_O que se pede_:
(a) No texto sobre censura, que norma o Presidente do CNJ publicou este ano?
(b) Reescreva de forma mais curta o parágrafo do texto sobre censura que começa com "Em 2017, uma reportagem", mantendo os fatos principais.
(c) Retome o texto sobre censura a partir do ponto em que ele termina.

_Texto fornecido_:
______________________________
Uma denúncia necessária

Uma denúncia necessária

Censura: uma denúncia necessária

Terça-feira, 2 de outubro de 2018

Censura: uma denúncia necessária

Imagem Fotos Públicas

Liberdade de expressão é um direito fundamental.

Até mesmo em época de eleição.

Um direito liberal, aliás.

Por que então tantas pessoas têm sofrido perseguição e assédio em razão de manifestação de pensamento?

Discursos LGBTfóbicos, machistas, racistas, preconceituosos se disseminam como se não tivéssemos abolido a escravidão, superado a ditadura civil-militar e editado a Constituição de 1988, mas, curiosamente, não são seus autores que vêm sendo censurados.

Em 2017, uma reportagem d’O Globo denunciou o assédio dos professores por pais de alunos, especialmente em escolas particulares, direcionado contra quem manifestava opinião contrária a uma certa campanha de ódio.

Este ano, o Presidente do CNJ publicou o Provimento 71 restringindo a manifestação político-partidária das juízas e juízes em redes sociais, ampliando esse conceito.

A lógica de censura habita muitos ambientes de trabalho, nos quais a ameaça da despedida  é o argumento decisivo para o silêncio.
______________________________
_Dados fornecidos_:
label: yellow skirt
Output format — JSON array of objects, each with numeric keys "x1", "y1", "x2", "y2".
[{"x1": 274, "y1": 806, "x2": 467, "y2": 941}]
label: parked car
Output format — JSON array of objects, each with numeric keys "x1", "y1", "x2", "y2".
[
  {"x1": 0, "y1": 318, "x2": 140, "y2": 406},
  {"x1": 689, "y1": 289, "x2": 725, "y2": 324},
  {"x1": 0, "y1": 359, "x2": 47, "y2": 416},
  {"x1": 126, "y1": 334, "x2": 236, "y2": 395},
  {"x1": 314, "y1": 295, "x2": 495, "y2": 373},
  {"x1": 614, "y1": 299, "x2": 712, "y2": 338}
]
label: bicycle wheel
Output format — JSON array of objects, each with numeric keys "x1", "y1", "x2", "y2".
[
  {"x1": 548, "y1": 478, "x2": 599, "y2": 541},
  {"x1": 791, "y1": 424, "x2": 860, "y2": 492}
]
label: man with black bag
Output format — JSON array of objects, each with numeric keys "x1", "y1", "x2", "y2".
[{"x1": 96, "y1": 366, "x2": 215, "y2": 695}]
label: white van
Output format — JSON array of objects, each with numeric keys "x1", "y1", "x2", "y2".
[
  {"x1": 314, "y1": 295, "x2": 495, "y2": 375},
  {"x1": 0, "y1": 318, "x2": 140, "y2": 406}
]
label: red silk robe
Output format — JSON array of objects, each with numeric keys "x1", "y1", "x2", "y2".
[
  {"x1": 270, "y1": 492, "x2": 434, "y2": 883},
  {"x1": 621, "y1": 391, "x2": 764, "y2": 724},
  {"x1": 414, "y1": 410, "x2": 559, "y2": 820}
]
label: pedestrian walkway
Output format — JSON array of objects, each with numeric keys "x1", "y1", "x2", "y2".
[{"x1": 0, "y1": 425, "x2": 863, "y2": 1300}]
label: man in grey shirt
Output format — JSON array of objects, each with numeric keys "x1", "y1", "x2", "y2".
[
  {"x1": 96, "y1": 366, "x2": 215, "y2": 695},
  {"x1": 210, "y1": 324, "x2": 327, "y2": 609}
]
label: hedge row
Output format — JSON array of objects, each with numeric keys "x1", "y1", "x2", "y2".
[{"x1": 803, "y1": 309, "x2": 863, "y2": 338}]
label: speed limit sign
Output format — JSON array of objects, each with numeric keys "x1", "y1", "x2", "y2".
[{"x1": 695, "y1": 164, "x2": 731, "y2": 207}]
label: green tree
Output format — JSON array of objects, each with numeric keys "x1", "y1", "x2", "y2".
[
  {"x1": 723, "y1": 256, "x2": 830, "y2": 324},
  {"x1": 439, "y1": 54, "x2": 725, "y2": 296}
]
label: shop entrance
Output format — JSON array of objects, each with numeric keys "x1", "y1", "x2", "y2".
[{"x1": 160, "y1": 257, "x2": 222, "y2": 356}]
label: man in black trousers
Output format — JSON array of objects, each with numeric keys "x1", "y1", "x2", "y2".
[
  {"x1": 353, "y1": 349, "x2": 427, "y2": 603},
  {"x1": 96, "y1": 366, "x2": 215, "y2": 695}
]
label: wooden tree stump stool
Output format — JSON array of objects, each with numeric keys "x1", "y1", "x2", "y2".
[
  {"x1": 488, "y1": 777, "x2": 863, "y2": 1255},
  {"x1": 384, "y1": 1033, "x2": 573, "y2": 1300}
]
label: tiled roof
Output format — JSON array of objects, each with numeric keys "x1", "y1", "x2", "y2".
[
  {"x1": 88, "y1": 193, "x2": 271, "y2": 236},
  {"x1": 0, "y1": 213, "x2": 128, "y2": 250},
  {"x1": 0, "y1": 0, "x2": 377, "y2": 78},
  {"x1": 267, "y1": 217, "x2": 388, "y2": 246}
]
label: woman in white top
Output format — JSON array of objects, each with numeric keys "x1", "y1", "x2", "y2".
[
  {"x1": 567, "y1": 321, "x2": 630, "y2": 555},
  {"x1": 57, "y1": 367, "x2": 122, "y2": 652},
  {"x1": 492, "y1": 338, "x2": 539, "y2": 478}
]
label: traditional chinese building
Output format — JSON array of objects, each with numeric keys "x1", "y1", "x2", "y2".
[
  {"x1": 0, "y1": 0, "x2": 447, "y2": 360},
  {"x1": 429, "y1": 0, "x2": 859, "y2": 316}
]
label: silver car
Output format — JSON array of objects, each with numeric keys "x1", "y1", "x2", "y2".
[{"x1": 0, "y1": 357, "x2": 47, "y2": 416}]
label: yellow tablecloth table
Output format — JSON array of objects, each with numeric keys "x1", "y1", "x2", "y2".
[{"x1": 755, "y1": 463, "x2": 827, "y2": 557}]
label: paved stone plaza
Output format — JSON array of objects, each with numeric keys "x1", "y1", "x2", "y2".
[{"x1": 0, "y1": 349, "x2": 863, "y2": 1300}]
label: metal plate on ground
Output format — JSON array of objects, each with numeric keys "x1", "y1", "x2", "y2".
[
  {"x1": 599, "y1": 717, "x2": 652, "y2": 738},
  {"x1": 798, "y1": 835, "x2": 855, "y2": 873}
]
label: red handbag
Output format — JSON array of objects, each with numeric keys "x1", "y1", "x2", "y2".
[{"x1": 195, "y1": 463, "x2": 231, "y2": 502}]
______________________________
_Respostas_:
(a) O Provimento 71, que restringe a manifestação político-partidária de juízas e juízes em redes sociais.

(b) Em 2017, O Globo noticiou que pais de alunos, sobretudo de escolas particulares, assediavam professores que se opunham a uma certa campanha de ódio.

(c)
Até impressiona. Basta que uma pessoa se posicione contra o fascismo, para que imediatamente se materialize alguém que, a apontar o dedo, tenta impor o silêncio que tanto caracteriza regimes de exceção.

E algumas instituições atuam como agentes úteis da disseminação da censura, advertindo, perseguindo ou punindo quem ousa dizer, por exemplo, “ele não”.

A enunciação dos motivos pelos quais escolhemos ou rejeitamos determinados projetos de governo constitui elemento de um viver democrático. E de certo modo, estávamos acostumados a isso, pois faz 30 anos que discutimos políticas e projetos de Estado, sem que a censura estivesse desse modo presente em nossa realidade.

Calar à força a opinião política é negar condição de cidadania.

Aliás, no caso do Brasil de 2018, é bem mais do que isso.

Discursos de ódio, preconceito, racismo ou misoginia, não são democráticos, e é indispensável que tenhamos ao menos a possibilidade de dizer isso, em todos os espaços de fala possíveis.

Afirmar “#elenão” não é fazer política partidária; é posicionar-se contra um discurso de extrema violência simbólica.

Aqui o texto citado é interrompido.